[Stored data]
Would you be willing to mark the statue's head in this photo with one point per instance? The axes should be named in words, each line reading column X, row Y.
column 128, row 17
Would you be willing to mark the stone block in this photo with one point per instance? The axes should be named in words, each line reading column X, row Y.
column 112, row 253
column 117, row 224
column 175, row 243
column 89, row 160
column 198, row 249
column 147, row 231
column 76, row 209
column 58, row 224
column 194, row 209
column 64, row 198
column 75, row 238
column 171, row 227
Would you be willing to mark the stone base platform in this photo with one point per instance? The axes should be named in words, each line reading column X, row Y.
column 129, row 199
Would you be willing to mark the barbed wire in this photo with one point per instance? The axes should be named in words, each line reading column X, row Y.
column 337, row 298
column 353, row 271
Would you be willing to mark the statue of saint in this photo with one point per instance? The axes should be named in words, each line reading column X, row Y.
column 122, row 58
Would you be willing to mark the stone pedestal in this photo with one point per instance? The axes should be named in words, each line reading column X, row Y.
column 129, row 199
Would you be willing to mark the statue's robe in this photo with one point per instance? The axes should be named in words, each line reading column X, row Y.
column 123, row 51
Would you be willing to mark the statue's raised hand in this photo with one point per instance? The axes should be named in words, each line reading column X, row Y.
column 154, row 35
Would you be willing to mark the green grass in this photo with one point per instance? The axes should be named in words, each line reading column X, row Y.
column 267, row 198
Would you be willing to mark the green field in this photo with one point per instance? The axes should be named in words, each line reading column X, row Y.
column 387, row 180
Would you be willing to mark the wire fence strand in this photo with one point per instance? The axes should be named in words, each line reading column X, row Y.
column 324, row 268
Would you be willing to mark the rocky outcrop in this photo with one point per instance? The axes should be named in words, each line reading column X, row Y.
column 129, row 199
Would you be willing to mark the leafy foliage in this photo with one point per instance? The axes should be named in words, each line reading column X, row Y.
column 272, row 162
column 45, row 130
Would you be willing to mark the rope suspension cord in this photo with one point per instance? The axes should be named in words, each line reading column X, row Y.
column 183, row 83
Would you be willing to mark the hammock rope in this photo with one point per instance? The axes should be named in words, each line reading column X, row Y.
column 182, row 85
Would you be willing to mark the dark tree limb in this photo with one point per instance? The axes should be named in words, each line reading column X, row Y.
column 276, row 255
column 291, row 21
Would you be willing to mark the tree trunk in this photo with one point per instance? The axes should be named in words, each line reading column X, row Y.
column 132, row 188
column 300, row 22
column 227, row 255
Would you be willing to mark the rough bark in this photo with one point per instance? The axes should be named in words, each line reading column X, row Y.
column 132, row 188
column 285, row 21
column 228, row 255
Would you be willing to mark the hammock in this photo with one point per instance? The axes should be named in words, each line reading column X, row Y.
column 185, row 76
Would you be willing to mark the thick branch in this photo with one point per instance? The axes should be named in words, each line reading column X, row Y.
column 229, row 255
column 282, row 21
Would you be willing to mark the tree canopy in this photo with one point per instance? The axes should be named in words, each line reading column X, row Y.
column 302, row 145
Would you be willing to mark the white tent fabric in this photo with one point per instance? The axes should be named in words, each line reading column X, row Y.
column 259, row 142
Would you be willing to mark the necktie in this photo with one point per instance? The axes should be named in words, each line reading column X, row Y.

### Exercise requirements
Set down every entry exactly as given.

### Finished exercise
Would you be willing to mark the statue's head in this photo with one point per instance? The axes should be named in words, each line reading column X, row Y.
column 128, row 17
Would you be willing to mark the stone block in this photo with one point per instance? The axes should be named in words, each line reading column X, row Y.
column 112, row 253
column 117, row 224
column 175, row 243
column 89, row 160
column 198, row 249
column 147, row 231
column 76, row 209
column 58, row 224
column 194, row 209
column 64, row 198
column 75, row 238
column 171, row 227
Would you be willing to mark the stone base platform in this photo with one point per instance? The axes should be named in words, each line reading column X, row Y.
column 129, row 199
Would you be willing to mark the barbed wire in this photo with one point per instance? The axes should be named in words, each line reading column X, row Y.
column 337, row 298
column 353, row 271
Would you be willing to mark the statue of saint in this photo with one point per instance? The axes should be named in words, each line reading column X, row Y.
column 122, row 58
Would you be willing to mark the stone pedestal in this photo with one point per instance? The axes should be named in words, each line reading column X, row Y.
column 129, row 199
Would you be willing to mark the statue's robe in this photo with one point per instance? The axes should be named in words, each line reading column X, row Y.
column 123, row 51
Would you be willing to mark the statue's raised hand in this photo with one point per instance? The axes should be named in words, each line reading column X, row Y.
column 154, row 35
Would you be willing to mark the green grass in this photo with one point per instance? The axes should be named in words, each line reading column X, row Y.
column 267, row 198
Would you be willing to mark the green field in this photo with one point per instance? The axes should be named in words, each line reading column X, row Y.
column 387, row 180
Would you be willing to mark the wire fence strand in this photo with one point per instance? The axes should be named in words, each line reading column X, row Y.
column 324, row 268
Would you be willing to mark the rocky outcrop in this photo with one point per instance? The axes should be named in words, each line reading column X, row Y.
column 129, row 199
Would you be willing to mark the leafy foliage in this photo with one point per instance? The axes should be named in words, each line reading column X, row Y.
column 272, row 162
column 45, row 130
Would you be willing to mark the rope suspension cord in this photo with one point per instance? The axes should be named in words, each line reading column X, row Y.
column 183, row 83
Would you be willing to mark the hammock rope in this photo with one point per instance? The axes should be named in words, each line reading column X, row Y.
column 182, row 85
Would you be willing to mark the dark tree limb in this photo with one point per instance? The axes should be named in words, each line reading column X, row Y.
column 276, row 255
column 291, row 21
Would you be willing to mark the tree trunk in this photo with one point per instance? The axes should be named in words, each line reading column X, row Y.
column 132, row 188
column 300, row 22
column 227, row 255
Would you be willing to mark the rough bark in this photo with one point per instance? The axes should be named in words, each line reading column X, row Y.
column 132, row 188
column 285, row 21
column 228, row 255
Would you be willing to mark the hammock in this photo with one point per instance? The axes should be named in words, each line reading column X, row Y.
column 185, row 76
Would you be willing to mark the thick branch in this photo with one point per instance? The axes should be named in words, each line reading column X, row Y.
column 229, row 255
column 282, row 21
Would you be willing to mark the tree canopy in this photo with one point per instance? The axes should be named in words, each line reading column X, row Y.
column 302, row 145
Would you be willing to mark the white tent fabric in this photo with one point per instance? The axes should be named in words, each line reading column X, row Y.
column 259, row 142
Would you be willing to mark the necktie in this photo with one point per instance? The axes should be named in words, each line reading column X, row Y.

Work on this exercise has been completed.